→ The task: Set out all of the rows below as a numbered list, omitting any blank lines.

[Location identification entries]
>>>>

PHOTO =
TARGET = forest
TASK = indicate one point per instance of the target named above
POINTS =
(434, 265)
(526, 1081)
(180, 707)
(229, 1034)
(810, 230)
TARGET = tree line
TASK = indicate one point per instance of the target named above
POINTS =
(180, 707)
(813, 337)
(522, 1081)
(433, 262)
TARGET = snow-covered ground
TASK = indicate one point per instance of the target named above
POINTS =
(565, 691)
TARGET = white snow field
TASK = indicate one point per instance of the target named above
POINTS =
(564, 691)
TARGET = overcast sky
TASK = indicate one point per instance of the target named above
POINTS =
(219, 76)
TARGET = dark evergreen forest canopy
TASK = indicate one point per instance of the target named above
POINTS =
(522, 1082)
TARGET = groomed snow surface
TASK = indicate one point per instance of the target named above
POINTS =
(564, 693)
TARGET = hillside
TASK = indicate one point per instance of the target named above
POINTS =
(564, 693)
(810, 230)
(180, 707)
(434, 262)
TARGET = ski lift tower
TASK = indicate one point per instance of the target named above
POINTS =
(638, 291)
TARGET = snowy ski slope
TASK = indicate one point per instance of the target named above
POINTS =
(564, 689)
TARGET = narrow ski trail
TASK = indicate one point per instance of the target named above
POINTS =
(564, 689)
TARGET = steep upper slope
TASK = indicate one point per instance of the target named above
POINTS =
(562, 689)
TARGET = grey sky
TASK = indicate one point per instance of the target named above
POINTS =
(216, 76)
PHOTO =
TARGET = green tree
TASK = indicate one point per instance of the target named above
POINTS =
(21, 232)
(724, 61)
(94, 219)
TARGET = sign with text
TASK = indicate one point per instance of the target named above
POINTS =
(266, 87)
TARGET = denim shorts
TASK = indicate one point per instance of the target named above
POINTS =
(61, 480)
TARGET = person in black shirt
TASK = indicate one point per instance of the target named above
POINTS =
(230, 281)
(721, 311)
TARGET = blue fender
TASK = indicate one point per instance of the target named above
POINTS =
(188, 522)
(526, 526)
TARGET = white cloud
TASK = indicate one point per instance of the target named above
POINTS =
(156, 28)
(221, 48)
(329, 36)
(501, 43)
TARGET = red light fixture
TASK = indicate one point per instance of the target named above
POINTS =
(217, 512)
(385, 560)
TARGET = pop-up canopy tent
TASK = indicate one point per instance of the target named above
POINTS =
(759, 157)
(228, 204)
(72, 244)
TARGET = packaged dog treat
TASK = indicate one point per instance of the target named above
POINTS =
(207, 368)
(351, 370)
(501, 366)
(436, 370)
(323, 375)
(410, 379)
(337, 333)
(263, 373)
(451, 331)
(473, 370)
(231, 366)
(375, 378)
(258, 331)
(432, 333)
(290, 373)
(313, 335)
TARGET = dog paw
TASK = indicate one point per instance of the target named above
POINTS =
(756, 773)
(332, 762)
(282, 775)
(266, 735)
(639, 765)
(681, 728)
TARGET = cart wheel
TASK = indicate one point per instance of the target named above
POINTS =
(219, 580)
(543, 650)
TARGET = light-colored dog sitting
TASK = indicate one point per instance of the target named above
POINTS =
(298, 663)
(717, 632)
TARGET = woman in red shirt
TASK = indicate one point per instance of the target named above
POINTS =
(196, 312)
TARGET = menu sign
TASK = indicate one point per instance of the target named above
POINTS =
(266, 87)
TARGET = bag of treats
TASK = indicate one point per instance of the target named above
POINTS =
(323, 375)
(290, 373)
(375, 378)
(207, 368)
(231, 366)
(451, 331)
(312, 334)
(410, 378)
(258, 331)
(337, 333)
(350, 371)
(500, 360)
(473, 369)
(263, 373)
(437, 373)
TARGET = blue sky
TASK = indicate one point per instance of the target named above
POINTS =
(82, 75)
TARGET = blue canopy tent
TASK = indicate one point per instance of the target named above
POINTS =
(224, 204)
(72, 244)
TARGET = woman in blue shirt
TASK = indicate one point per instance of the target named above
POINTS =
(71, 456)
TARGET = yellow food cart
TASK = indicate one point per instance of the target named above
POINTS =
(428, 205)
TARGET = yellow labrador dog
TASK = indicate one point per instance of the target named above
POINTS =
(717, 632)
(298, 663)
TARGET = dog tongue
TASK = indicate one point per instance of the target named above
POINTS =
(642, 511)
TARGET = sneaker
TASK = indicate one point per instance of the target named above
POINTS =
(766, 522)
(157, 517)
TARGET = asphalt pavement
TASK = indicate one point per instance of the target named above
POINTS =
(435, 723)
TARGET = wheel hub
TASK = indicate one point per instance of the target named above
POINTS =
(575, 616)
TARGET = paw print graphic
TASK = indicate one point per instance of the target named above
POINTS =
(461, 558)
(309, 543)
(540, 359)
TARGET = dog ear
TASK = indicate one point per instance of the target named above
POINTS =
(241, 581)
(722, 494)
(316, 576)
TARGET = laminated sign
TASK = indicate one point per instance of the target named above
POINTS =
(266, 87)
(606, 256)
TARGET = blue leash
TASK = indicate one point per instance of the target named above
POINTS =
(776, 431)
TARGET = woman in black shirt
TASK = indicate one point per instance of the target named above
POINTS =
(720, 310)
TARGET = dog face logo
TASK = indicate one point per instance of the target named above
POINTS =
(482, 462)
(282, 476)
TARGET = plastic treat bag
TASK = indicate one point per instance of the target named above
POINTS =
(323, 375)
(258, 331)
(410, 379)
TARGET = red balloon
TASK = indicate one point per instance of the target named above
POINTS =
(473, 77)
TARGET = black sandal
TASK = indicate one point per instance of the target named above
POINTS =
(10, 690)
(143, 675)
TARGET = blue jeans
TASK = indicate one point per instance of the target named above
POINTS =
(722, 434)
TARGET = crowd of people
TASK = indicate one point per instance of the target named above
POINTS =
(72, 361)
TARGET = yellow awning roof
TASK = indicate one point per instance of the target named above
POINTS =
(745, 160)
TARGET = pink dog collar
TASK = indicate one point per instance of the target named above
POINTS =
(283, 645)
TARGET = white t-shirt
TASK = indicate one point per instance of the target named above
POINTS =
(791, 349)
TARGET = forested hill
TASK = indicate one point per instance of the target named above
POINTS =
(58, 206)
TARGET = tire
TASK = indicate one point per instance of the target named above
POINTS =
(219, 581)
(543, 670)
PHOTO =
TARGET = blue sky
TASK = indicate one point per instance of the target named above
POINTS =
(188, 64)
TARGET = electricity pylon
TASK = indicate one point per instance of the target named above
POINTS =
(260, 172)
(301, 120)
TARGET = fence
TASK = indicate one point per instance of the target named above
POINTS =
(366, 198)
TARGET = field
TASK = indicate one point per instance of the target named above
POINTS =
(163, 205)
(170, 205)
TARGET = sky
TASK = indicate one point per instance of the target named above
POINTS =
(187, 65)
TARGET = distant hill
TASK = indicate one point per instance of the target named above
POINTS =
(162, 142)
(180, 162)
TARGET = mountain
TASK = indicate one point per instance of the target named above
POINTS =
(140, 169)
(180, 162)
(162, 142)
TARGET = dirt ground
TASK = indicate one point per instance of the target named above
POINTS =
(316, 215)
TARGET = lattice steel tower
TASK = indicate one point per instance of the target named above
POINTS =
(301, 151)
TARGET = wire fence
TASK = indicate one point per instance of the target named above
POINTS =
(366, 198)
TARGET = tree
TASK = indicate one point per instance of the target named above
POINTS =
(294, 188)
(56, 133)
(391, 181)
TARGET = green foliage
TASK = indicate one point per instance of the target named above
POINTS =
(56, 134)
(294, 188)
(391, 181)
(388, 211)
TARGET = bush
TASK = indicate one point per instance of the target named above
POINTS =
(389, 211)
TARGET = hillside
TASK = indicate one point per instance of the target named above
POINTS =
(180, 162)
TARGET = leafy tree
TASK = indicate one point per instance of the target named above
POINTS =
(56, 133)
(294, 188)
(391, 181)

<<<<

→ Exercise answer:
1. PHOTO =
2. TARGET = forest
3. TASK = indicate one point per instance of the target named above
4. POINTS =
5. (434, 265)
6. (526, 1081)
7. (180, 707)
8. (229, 1034)
9. (810, 230)
10. TARGET = tree line
11. TASK = indicate one point per instance of the target named above
12. POINTS =
13. (180, 707)
14. (813, 337)
15. (522, 1081)
16. (433, 262)
17. TARGET = snow-covered ground
18. TASK = indicate one point per instance of the target named above
19. POINTS =
20. (565, 691)
21. TARGET = white snow field
22. TASK = indicate one point per instance of the target named above
23. POINTS =
24. (564, 691)
25. TARGET = overcast sky
26. TASK = indicate one point per instance of the target named above
27. POINTS =
28. (219, 76)
29. TARGET = dark evergreen forest canopy
30. TASK = indicate one point per instance of the target named above
31. POINTS =
32. (522, 1082)
33. TARGET = groomed snow surface
34. TASK = indicate one point per instance of the target named above
35. POINTS =
36. (564, 693)
37. TARGET = hillside
38. TASK = indicate one point per instance of the target named above
39. POINTS =
40. (564, 693)
41. (810, 230)
42. (180, 707)
43. (434, 262)
44. TARGET = ski lift tower
45. TASK = indicate one point per instance of the target named above
46. POINTS =
47. (638, 291)
48. TARGET = snowy ski slope
49. TASK = indicate one point per instance of the target named above
50. POINTS =
51. (564, 689)
52. TARGET = narrow ski trail
53. TASK = indicate one point per instance of the target named above
54. POINTS =
55. (564, 689)
56. TARGET = steep upper slope
57. TASK = indicate one point per instance of the target named above
58. POINTS =
59. (562, 689)
60. TARGET = grey sky
61. TASK = indicate one point per instance of the target named above
62. POINTS =
63. (216, 76)
64. PHOTO =
65. TARGET = green tree
66. TASK = indicate one point per instance of the target named above
67. POINTS =
68. (21, 232)
69. (724, 61)
70. (94, 219)
71. TARGET = sign with text
72. TASK = indicate one point per instance of the target named above
73. POINTS =
74. (266, 87)
75. TARGET = denim shorts
76. TASK = indicate one point per instance of the target named above
77. POINTS =
78. (61, 480)
79. TARGET = person in black shirt
80. TASK = indicate one point per instance of the target named above
81. POINTS =
82. (230, 281)
83. (721, 311)
84. TARGET = blue fender
85. TASK = indicate one point per instance of the target named above
86. POINTS =
87. (188, 522)
88. (526, 526)
89. TARGET = white cloud
90. TASK = indicate one point per instance of the target named above
91. POINTS =
92. (156, 28)
93. (221, 48)
94. (329, 36)
95. (501, 43)
96. TARGET = red light fixture
97. TASK = indicate one point per instance of the target named above
98. POINTS =
99. (217, 512)
100. (385, 560)
101. TARGET = pop-up canopy tent
102. TASK = indicate one point per instance of the target named above
103. POINTS =
104. (759, 157)
105. (228, 204)
106. (72, 244)
107. TARGET = packaged dog treat
108. TASK = indicate one point per instance of the target named above
109. POINTS =
110. (207, 368)
111. (351, 370)
112. (501, 366)
113. (436, 370)
114. (323, 375)
115. (410, 379)
116. (337, 333)
117. (263, 373)
118. (451, 331)
119. (473, 370)
120. (231, 366)
121. (375, 378)
122. (258, 331)
123. (432, 333)
124. (290, 373)
125. (313, 335)
126. TARGET = dog paw
127. TASK = indicate one point per instance of the target named above
128. POINTS =
129. (756, 773)
130. (332, 762)
131. (282, 775)
132. (266, 735)
133. (639, 765)
134. (681, 728)
135. TARGET = cart wheel
136. TASK = indicate one point per instance of the target named above
137. POINTS =
138. (219, 580)
139. (543, 650)
140. TARGET = light-colored dog sitting
141. TASK = indicate one point per instance of the target named above
142. POINTS =
143. (298, 663)
144. (717, 632)
145. TARGET = woman in red shirt
146. TASK = indicate one point per instance of the target named above
147. POINTS =
148. (196, 312)
149. TARGET = menu sign
150. TASK = indicate one point per instance of the target named above
151. POINTS =
152. (266, 87)
153. TARGET = bag of treats
154. TASK = indicate one point per instance of the target named above
155. POINTS =
156. (323, 375)
157. (290, 373)
158. (375, 378)
159. (207, 368)
160. (231, 366)
161. (451, 331)
162. (312, 334)
163. (410, 378)
164. (258, 331)
165. (337, 333)
166. (350, 371)
167. (500, 360)
168. (473, 369)
169. (263, 373)
170. (437, 373)
171. TARGET = blue sky
172. TASK = indicate one point per instance of the target named above
173. POINTS =
174. (82, 75)
175. TARGET = blue canopy tent
176. TASK = indicate one point per instance of the target named above
177. POINTS =
178. (224, 204)
179. (72, 244)
180. TARGET = woman in blue shirt
181. TASK = indicate one point per instance of the target named above
182. POINTS =
183. (71, 456)
184. TARGET = yellow food cart
185. TASK = indicate one point per instance of the target named above
186. POINTS =
187. (428, 205)
188. TARGET = yellow labrador dog
189. TASK = indicate one point per instance of the target named above
190. POINTS =
191. (717, 632)
192. (298, 663)
193. TARGET = dog tongue
194. TASK = indicate one point per instance of the target named above
195. POINTS =
196. (642, 511)
197. TARGET = sneaker
198. TASK = indicate one point per instance of the target named above
199. POINTS =
200. (766, 522)
201. (157, 517)
202. TARGET = asphalt pavement
203. TASK = indicate one point per instance of the target named above
204. POINTS =
205. (435, 723)
206. TARGET = wheel hub
207. TASK = indicate one point per instance of the target named above
208. POINTS =
209. (575, 616)
210. TARGET = paw print graphic
211. TASK = indicate one point per instance of the target named above
212. POINTS =
213. (461, 558)
214. (309, 543)
215. (540, 359)
216. TARGET = dog ear
217. TASK = indicate one point per instance of the target named above
218. POINTS =
219. (241, 581)
220. (722, 494)
221. (316, 576)
222. TARGET = laminated sign
223. TASK = indicate one point per instance of the target named above
224. POINTS =
225. (266, 87)
226. (606, 256)
227. TARGET = blue leash
228. TASK = indicate one point per instance of the target named above
229. POINTS =
230. (776, 431)
231. TARGET = woman in black shirt
232. TASK = indicate one point per instance of the target named above
233. POINTS =
234. (720, 310)
235. TARGET = dog face logo
236. TASK = indicate one point per instance of the target named above
237. POINTS =
238. (482, 462)
239. (282, 476)
240. TARGET = plastic treat bag
241. TASK = indicate one point per instance of the target named above
242. POINTS =
243. (323, 375)
244. (258, 331)
245. (410, 379)
246. TARGET = red balloon
247. TASK = indicate one point per instance of the target named above
248. POINTS =
249. (473, 77)
250. TARGET = black sandal
251. TASK = indicate one point per instance of the target named above
252. POINTS =
253. (10, 690)
254. (143, 675)
255. TARGET = blue jeans
256. TASK = indicate one point per instance of the target named above
257. POINTS =
258. (722, 434)
259. TARGET = crowd of people
260. TASK = indicate one point per instance of the target named above
261. POINTS =
262. (72, 361)
263. TARGET = yellow awning roof
264. TASK = indicate one point per instance of the target named above
265. POINTS =
266. (745, 160)
267. TARGET = pink dog collar
268. TASK = indicate one point per instance of the target named above
269. POINTS =
270. (283, 645)
271. TARGET = white t-shirt
272. TASK = indicate one point per instance of the target named above
273. POINTS =
274. (791, 349)
275. TARGET = forested hill
276. TASK = indicate one point per instance of the target named above
277. POINTS =
278. (58, 206)
279. TARGET = tire
280. TASK = indicate one point per instance of the target named above
281. POINTS =
282. (219, 581)
283. (543, 670)
284. PHOTO =
285. TARGET = blue sky
286. TASK = indicate one point per instance of the target named above
287. POINTS =
288. (188, 64)
289. TARGET = electricity pylon
290. TASK = indicate one point per instance of the target named above
291. POINTS =
292. (260, 172)
293. (301, 120)
294. TARGET = fence
295. TASK = indicate one point per instance of the target named above
296. POINTS =
297. (366, 198)
298. TARGET = field
299. TASK = indicate one point per instance of the target named above
300. POINTS =
301. (163, 205)
302. (170, 205)
303. TARGET = sky
304. TASK = indicate one point per instance of the target named above
305. POINTS =
306. (187, 65)
307. TARGET = distant hill
308. TASK = indicate one point per instance of the target named above
309. POINTS =
310. (162, 142)
311. (180, 162)
312. TARGET = mountain
313. TASK = indicate one point per instance of the target named above
314. POINTS =
315. (140, 169)
316. (180, 162)
317. (162, 142)
318. TARGET = dirt ground
319. TASK = indicate one point per instance of the target named above
320. POINTS =
321. (316, 215)
322. TARGET = lattice steel tower
323. TASK = indicate one point per instance of the target named above
324. POINTS =
325. (301, 151)
326. TARGET = wire fence
327. TASK = indicate one point per instance of the target named above
328. POINTS =
329. (366, 198)
330. TARGET = tree
331. TASK = indicate one point per instance of the target named above
332. POINTS =
333. (294, 188)
334. (56, 133)
335. (391, 181)
336. TARGET = green foliage
337. TASK = indicate one point per instance of the target named above
338. POINTS =
339. (56, 134)
340. (294, 188)
341. (391, 181)
342. (388, 211)
343. TARGET = bush
344. TASK = indicate one point per instance of the target named above
345. POINTS =
346. (389, 211)
347. TARGET = hillside
348. TASK = indicate one point per instance of the target named above
349. POINTS =
350. (180, 162)
351. TARGET = leafy tree
352. TASK = indicate one point per instance of the target named above
353. POINTS =
354. (56, 133)
355. (294, 188)
356. (391, 181)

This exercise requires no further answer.